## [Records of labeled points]
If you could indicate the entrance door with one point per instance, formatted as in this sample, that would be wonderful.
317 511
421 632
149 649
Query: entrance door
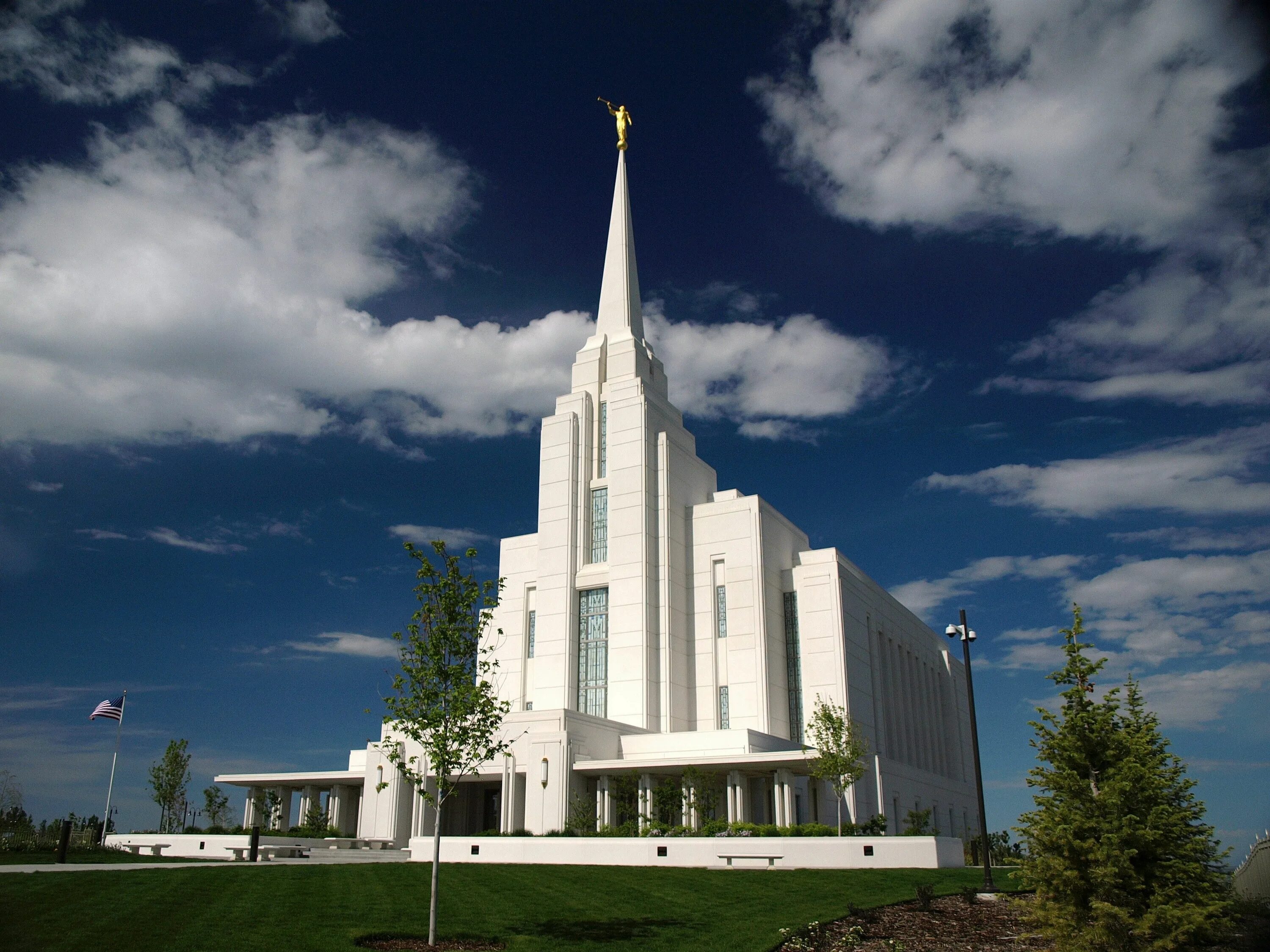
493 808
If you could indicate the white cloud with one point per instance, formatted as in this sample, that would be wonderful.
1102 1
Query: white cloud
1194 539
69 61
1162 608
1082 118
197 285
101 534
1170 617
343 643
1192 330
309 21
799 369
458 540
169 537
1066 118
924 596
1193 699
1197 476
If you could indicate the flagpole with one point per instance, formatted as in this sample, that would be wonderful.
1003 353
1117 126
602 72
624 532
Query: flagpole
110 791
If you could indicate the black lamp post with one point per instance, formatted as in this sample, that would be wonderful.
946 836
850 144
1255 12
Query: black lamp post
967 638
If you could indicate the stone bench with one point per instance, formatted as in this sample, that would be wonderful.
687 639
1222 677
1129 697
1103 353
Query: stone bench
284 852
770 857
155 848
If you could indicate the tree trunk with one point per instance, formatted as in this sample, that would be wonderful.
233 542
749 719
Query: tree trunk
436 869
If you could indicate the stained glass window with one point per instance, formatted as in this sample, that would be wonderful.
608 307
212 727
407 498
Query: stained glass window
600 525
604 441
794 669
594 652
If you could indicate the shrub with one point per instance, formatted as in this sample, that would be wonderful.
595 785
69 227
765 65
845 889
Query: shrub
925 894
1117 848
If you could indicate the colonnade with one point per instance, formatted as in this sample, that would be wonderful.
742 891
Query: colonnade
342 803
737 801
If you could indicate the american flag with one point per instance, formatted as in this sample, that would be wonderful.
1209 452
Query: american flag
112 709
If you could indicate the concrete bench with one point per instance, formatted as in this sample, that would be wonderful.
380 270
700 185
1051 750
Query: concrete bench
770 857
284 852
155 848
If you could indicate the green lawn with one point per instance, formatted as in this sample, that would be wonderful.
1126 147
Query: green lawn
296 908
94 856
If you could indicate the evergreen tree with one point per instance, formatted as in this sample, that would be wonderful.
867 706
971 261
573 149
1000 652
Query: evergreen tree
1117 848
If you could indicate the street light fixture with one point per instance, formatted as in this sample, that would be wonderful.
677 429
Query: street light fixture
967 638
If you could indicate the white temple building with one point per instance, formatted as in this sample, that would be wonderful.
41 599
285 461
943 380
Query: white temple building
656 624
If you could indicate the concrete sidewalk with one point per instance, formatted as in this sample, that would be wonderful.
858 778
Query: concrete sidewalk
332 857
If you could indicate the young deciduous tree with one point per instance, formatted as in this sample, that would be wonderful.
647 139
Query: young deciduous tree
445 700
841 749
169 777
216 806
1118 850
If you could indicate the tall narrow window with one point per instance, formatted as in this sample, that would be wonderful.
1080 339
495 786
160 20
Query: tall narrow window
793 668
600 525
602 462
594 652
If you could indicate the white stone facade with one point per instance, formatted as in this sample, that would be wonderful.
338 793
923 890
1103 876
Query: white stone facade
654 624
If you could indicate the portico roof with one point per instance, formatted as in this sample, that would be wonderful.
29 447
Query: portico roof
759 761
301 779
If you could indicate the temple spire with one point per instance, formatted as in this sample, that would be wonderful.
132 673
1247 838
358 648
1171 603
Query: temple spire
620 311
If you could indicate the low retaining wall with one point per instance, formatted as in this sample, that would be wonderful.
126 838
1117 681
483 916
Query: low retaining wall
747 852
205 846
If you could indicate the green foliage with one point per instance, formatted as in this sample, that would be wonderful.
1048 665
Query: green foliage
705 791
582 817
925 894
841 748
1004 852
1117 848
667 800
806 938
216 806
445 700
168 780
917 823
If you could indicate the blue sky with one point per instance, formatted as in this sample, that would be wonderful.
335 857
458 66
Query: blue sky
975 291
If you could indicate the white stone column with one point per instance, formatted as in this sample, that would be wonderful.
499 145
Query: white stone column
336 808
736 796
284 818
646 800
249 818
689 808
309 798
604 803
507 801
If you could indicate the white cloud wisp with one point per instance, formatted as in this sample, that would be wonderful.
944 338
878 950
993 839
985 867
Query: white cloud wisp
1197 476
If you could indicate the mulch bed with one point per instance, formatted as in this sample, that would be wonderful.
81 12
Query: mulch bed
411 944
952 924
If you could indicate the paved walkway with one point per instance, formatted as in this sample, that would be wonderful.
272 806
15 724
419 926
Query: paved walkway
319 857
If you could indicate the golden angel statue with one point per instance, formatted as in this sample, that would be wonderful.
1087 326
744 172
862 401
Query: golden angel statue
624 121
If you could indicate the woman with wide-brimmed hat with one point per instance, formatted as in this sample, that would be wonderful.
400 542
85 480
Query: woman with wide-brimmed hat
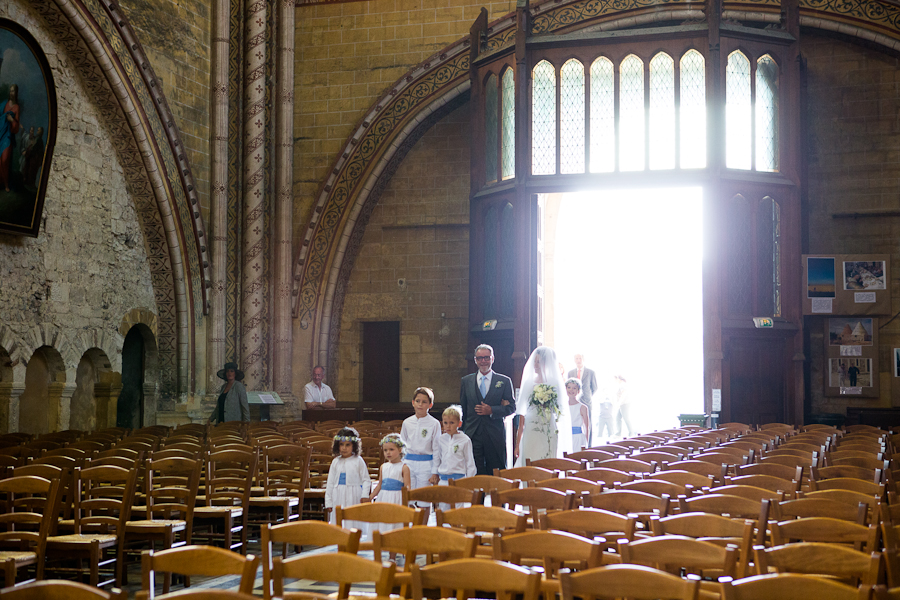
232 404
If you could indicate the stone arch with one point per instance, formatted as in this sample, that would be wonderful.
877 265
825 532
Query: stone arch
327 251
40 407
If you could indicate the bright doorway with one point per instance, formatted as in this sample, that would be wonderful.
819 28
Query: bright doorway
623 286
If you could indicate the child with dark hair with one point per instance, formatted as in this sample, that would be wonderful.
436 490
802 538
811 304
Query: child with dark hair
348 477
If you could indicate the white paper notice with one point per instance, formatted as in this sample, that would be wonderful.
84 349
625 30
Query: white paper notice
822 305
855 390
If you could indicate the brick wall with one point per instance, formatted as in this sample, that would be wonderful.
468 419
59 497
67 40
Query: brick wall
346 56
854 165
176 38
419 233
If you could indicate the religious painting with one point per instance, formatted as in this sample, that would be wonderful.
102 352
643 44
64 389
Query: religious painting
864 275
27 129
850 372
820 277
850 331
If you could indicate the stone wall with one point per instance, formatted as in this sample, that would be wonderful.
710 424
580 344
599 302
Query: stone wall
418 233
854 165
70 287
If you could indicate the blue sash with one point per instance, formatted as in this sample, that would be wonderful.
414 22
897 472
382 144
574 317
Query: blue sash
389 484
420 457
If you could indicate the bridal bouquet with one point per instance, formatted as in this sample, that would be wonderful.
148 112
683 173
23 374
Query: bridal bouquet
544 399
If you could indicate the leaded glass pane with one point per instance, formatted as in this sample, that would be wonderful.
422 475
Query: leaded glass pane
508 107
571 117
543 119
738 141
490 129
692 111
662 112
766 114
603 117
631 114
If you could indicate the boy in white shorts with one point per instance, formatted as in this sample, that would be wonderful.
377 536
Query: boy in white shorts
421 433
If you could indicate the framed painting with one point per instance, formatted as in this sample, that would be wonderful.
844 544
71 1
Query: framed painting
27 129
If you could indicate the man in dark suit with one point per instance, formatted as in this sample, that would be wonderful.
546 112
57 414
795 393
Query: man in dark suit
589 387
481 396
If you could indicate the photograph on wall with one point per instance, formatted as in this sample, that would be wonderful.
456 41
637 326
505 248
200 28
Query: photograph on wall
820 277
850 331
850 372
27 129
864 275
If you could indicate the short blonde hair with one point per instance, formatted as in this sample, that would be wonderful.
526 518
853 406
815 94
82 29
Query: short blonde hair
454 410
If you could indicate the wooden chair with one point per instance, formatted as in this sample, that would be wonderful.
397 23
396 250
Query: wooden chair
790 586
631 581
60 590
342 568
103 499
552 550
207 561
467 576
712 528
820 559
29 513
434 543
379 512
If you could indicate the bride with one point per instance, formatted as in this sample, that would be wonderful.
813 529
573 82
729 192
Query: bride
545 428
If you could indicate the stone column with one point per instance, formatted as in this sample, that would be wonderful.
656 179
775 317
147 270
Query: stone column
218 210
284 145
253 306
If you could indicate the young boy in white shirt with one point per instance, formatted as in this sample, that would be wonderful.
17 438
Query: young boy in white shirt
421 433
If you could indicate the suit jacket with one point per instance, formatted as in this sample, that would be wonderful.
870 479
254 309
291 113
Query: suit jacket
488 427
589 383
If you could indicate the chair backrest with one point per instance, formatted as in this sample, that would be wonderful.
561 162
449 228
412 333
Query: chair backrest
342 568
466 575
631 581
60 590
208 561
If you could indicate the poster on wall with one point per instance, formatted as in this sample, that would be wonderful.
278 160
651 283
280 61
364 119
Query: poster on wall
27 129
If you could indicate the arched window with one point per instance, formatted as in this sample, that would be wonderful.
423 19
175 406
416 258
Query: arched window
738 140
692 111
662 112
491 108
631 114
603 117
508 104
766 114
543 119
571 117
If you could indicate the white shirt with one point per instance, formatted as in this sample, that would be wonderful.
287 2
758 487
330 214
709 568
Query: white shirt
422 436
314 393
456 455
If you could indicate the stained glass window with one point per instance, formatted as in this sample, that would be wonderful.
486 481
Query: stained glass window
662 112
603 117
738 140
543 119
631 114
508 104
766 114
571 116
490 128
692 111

## [EXERCISE INSTRUCTIONS]
Return only the lines running from the line with "If you could indicate the short" to the last line of the records, both included, exactly as written.

## [EXERCISE ANSWER]
If you could indicate the short blonde hair with one point per instance, formatted as in this sample, that would be wonderful.
526 518
853 406
815 94
82 29
Query: short blonde hair
454 410
If you could indicate the wooden chair with one point per instance, formatted as in this sample, that would be wonderful.
397 23
396 250
Query: wooden chair
790 586
631 581
60 590
342 568
103 499
552 550
207 561
467 576
712 528
820 559
29 513
434 543
379 512
If you could indicate the bride with one point per instance, formatted as in this sample, that would be wonderful.
813 529
573 82
729 192
Query: bride
545 428
If you could indicate the stone column with one point per instance, formatted as in this sample, that would be wonderful.
656 179
775 317
147 270
Query: stone column
218 210
284 145
253 306
If you could indicate the young boy in white shirt with one point per instance, formatted as in this sample, that would be wonderful.
17 438
Query: young boy in white shirt
421 433
If you could indicate the suit jacket with one point per instance, formatted as in this sample, that would be wonderful.
870 479
254 309
291 113
Query: suit jacket
488 427
589 383
If you could indicate the chair backrest with one point per instance, formatted as in this sample, that would be wonderful.
561 162
449 228
412 333
Query: chair backrest
342 568
466 575
631 581
60 590
208 561
If you could indicate the poster on wall with one point per instance, formatted as in this sample, that would be wonderful.
278 160
651 283
280 61
364 119
Query: poster on wall
27 129
If you could indicate the arched window with one point per instance, formatted as in this sample, that would be wonderful.
423 19
175 406
416 258
Query: arched window
738 140
692 111
662 112
491 108
631 114
603 117
508 104
766 114
543 119
571 117
If you could indicate the white shirt with one point per instance, formatted as in this sample, that would be wonderful.
287 2
758 487
330 214
709 568
Query: white shirt
422 436
314 393
456 455
If you could indicate the stained glass window with one point per instance, formatted as in this sample, that would be wonderful.
486 481
Query: stained glass window
662 112
603 117
738 140
543 119
631 114
508 104
766 114
571 116
490 128
692 111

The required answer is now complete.